── MATERIAL PROVIDED

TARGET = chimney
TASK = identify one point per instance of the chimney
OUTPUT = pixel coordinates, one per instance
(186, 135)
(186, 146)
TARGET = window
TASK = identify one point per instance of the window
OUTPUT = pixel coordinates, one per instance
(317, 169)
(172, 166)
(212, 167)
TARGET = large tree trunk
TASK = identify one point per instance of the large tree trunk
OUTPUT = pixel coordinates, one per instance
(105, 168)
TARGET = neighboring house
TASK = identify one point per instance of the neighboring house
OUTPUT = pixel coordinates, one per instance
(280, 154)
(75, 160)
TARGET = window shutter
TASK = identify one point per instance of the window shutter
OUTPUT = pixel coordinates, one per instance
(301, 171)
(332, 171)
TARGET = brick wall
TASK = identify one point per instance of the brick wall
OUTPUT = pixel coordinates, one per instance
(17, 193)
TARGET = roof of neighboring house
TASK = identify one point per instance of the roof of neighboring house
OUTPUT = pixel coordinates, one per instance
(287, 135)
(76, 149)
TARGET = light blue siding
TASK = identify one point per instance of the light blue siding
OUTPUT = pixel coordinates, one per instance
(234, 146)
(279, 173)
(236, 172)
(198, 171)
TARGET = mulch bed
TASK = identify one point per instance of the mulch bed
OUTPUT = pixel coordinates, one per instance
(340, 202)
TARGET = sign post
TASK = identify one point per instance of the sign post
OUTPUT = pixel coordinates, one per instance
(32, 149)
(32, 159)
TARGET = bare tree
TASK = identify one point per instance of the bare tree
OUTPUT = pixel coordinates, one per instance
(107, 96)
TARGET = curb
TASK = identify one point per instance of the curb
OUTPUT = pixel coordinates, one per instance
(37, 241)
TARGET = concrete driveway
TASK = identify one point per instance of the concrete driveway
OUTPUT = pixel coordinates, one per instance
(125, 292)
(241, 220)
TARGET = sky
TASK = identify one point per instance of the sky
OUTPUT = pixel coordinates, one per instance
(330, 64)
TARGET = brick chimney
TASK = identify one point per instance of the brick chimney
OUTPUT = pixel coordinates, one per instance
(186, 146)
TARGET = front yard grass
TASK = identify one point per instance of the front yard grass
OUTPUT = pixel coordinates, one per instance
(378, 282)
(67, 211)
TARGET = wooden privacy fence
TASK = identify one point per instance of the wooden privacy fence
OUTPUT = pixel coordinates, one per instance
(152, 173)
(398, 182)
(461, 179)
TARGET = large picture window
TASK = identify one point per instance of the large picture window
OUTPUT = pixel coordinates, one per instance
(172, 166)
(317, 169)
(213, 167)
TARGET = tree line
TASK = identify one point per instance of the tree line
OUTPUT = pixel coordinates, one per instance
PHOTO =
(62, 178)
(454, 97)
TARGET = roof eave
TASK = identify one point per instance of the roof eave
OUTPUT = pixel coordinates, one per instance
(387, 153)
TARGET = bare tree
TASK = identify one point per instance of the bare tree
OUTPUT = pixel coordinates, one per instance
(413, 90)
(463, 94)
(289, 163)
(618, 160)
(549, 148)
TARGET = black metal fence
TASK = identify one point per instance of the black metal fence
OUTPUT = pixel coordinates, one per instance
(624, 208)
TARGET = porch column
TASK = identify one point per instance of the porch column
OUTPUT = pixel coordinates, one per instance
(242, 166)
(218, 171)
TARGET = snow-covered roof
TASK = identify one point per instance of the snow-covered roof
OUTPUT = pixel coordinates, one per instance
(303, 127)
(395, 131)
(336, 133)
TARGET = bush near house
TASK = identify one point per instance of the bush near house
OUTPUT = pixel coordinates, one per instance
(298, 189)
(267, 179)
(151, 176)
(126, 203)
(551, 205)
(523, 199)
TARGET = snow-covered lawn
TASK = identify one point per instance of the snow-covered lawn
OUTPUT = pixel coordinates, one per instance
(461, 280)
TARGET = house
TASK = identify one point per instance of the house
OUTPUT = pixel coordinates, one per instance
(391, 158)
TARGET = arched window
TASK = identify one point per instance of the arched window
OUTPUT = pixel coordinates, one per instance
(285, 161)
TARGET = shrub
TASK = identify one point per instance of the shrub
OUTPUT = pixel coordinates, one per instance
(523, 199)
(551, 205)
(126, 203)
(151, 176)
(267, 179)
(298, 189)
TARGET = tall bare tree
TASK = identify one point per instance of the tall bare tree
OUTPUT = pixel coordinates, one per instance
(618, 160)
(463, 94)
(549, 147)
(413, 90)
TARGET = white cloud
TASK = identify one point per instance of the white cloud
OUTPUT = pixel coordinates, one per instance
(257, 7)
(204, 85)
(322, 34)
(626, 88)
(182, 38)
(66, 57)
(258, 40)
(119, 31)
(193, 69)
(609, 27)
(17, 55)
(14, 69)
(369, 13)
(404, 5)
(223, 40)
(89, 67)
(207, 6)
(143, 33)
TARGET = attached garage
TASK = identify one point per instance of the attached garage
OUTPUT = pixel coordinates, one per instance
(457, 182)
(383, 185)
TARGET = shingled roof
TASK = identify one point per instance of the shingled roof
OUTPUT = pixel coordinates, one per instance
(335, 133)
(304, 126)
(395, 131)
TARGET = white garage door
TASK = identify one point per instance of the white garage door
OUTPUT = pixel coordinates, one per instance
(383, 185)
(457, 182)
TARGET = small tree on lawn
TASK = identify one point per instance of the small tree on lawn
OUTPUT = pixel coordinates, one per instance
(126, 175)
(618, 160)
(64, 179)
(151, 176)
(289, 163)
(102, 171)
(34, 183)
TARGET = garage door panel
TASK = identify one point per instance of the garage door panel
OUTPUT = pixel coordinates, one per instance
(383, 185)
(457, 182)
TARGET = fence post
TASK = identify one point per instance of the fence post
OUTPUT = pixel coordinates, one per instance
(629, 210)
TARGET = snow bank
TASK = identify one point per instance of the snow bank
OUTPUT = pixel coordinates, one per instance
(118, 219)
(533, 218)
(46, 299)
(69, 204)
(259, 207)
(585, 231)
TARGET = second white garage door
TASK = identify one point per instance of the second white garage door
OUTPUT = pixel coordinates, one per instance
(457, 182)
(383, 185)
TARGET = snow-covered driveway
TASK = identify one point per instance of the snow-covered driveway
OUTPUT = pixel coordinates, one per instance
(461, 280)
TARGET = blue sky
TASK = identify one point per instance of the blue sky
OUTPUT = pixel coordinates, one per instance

────

* WHAT IS BEING ASKED
All of the records above need to be printed again exactly as they appear.

* EXERCISE ANSWER
TARGET = chimney
TASK = identify one point per instance of the chimney
OUTPUT = pixel coordinates, one per instance
(186, 135)
(186, 146)
TARGET = window
TASK = identify one point per instance of the window
OUTPUT = pixel coordinates, one per instance
(317, 169)
(172, 166)
(212, 167)
TARGET = large tree trunk
TASK = identify one point per instance of the large tree trunk
OUTPUT = pixel coordinates, one per instance
(105, 168)
TARGET = neighboring house
TASK = identify one point per instance of the neighboring house
OUTPUT = pixel coordinates, one per instance
(280, 154)
(75, 160)
TARGET = window shutter
TASK = identify one point per instance of the window shutter
OUTPUT = pixel coordinates, one per instance
(301, 171)
(332, 171)
TARGET = brick wall
TASK = identify one point per instance of the brick wall
OUTPUT = pixel coordinates, one per instance
(17, 193)
TARGET = roof of neighboring house
TASK = identify one point per instance of the roof of neighboring house
OUTPUT = pixel coordinates, one per instance
(287, 135)
(76, 149)
TARGET = light blue siding
TASK = identify one point per instance of the light blue siding
OUTPUT = pixel coordinates, one per instance
(234, 146)
(279, 173)
(236, 172)
(198, 171)
TARGET = mulch bed
TASK = identify one point per instance of the mulch bed
OUTPUT = pixel coordinates, one per instance
(340, 202)
TARGET = sign post
TASK = identify one point per instance of the sign post
OUTPUT = pixel coordinates, one per instance
(32, 149)
(32, 159)
TARGET = bare tree
TASK = identify one point per instance of the bare tree
OUTPUT = pixel coordinates, one per instance
(107, 96)
TARGET = curb
TASK = identify one point per instance of the curb
OUTPUT = pixel coordinates, one per instance
(37, 241)
TARGET = concrete driveway
TASK = identify one point per instance of the concrete driveway
OUTPUT = pixel coordinates, one per instance
(125, 292)
(241, 220)
TARGET = sky
TASK = identify one point per instance of the sky
OUTPUT = pixel coordinates, one per instance
(330, 64)
TARGET = brick chimney
TASK = identify one point per instance of the brick chimney
OUTPUT = pixel coordinates, one per instance
(186, 146)
TARGET = front yard grass
TASK = identify one point per instance of the front yard grass
OUTPUT = pixel coordinates, one per instance
(378, 282)
(67, 211)
TARGET = wooden privacy fence
TASK = identify one point per instance of the wooden privacy fence
OUTPUT = pixel coordinates, one per instance
(152, 173)
(398, 182)
(461, 179)
TARGET = large picture window
TASK = identify one point per instance of the large picture window
OUTPUT = pixel coordinates, one per instance
(172, 166)
(317, 169)
(213, 167)
TARGET = tree line
TASK = identify one point per instance of the tree line
OUTPUT = pixel coordinates, one per instance
PHOTO =
(62, 178)
(454, 97)
TARGET = roof eave
TASK = identify one point per instance of the roof eave
OUTPUT = pixel coordinates, one per instance
(387, 153)
TARGET = bare tree
TASK = identify one point per instance of the bare tree
OUTPUT = pixel coordinates, one per instance
(413, 90)
(463, 94)
(289, 163)
(618, 160)
(549, 148)
TARGET = black metal fence
TASK = identify one point per instance of the black metal fence
OUTPUT = pixel coordinates, one per instance
(624, 208)
TARGET = porch column
TASK = identify one point per instance of the porch column
OUTPUT = pixel coordinates, one per instance
(242, 166)
(218, 171)
TARGET = snow-covered roof
TASK = identify one point per instance of the snow-covered roof
OUTPUT = pixel coordinates, one per instance
(303, 127)
(395, 131)
(336, 133)
TARGET = bush near house
TASK = identify one point per instance of the bush near house
OUTPUT = pixel coordinates, one per instance
(298, 189)
(267, 179)
(151, 176)
(126, 203)
(551, 205)
(523, 199)
TARGET = snow-covered lawn
TASK = identify one point per instance of the snow-covered lawn
OUTPUT = pixel coordinates, one per instance
(461, 280)
TARGET = house
TASK = identify one point per instance of the house
OUTPUT = pixel coordinates, one per instance
(391, 158)
TARGET = arched window
TASK = identify one point per instance of the arched window
OUTPUT = pixel coordinates, one per instance
(285, 161)
TARGET = shrub
TASK = identify one point per instance of the shrub
OUTPUT = pixel coordinates, one per instance
(523, 199)
(551, 205)
(126, 203)
(151, 176)
(267, 179)
(298, 189)
TARGET = tall bare tree
TASK = identify one point per instance of the tall bare tree
OUTPUT = pixel coordinates, one per instance
(618, 160)
(463, 94)
(549, 147)
(413, 90)
TARGET = white cloud
TASK = identify one point per instance of the white cloud
OUTPUT = pixel coordinates, one per instance
(257, 7)
(204, 85)
(322, 34)
(626, 88)
(182, 38)
(66, 57)
(258, 40)
(119, 31)
(193, 69)
(609, 27)
(17, 55)
(14, 69)
(369, 13)
(404, 5)
(223, 40)
(89, 67)
(207, 6)
(143, 33)
TARGET = attached garage
TASK = identify one point per instance of the attached garage
OUTPUT = pixel coordinates, one per instance
(457, 182)
(383, 185)
TARGET = shingled roof
TASK = identify one point per instance of the shingled roof
OUTPUT = pixel coordinates, one per instance
(335, 133)
(304, 126)
(395, 131)
TARGET = white garage door
TASK = identify one point per instance of the white garage door
OUTPUT = pixel coordinates, one per instance
(383, 185)
(457, 182)
TARGET = small tree on lawn
TASK = identify one point per instance of the small tree on lawn
OUTPUT = pixel coordinates, one per instance
(126, 175)
(618, 160)
(64, 179)
(151, 176)
(289, 163)
(102, 171)
(34, 183)
TARGET = garage door panel
TASK = identify one point per instance of the garage door panel
OUTPUT = pixel coordinates, one per instance
(383, 185)
(457, 182)
TARGET = fence post
TASK = identify one point per instance of the fence post
OUTPUT = pixel coordinates, one per instance
(629, 210)
TARGET = snow bank
TASK = identify one point per instance of the snow bank
OUTPUT = pixel coordinates, one per instance
(118, 219)
(533, 218)
(46, 299)
(69, 204)
(259, 207)
(585, 231)
TARGET = second white garage door
TASK = identify one point per instance of the second white garage door
OUTPUT = pixel coordinates, one per instance
(457, 182)
(383, 185)
TARGET = snow-covered driveway
TASK = identify one point per instance of the snow-covered driveway
OUTPUT = pixel coordinates, one per instance
(461, 280)
TARGET = blue sky
TASK = identify one point per instance of the blue sky
OUTPUT = pixel coordinates, one per instance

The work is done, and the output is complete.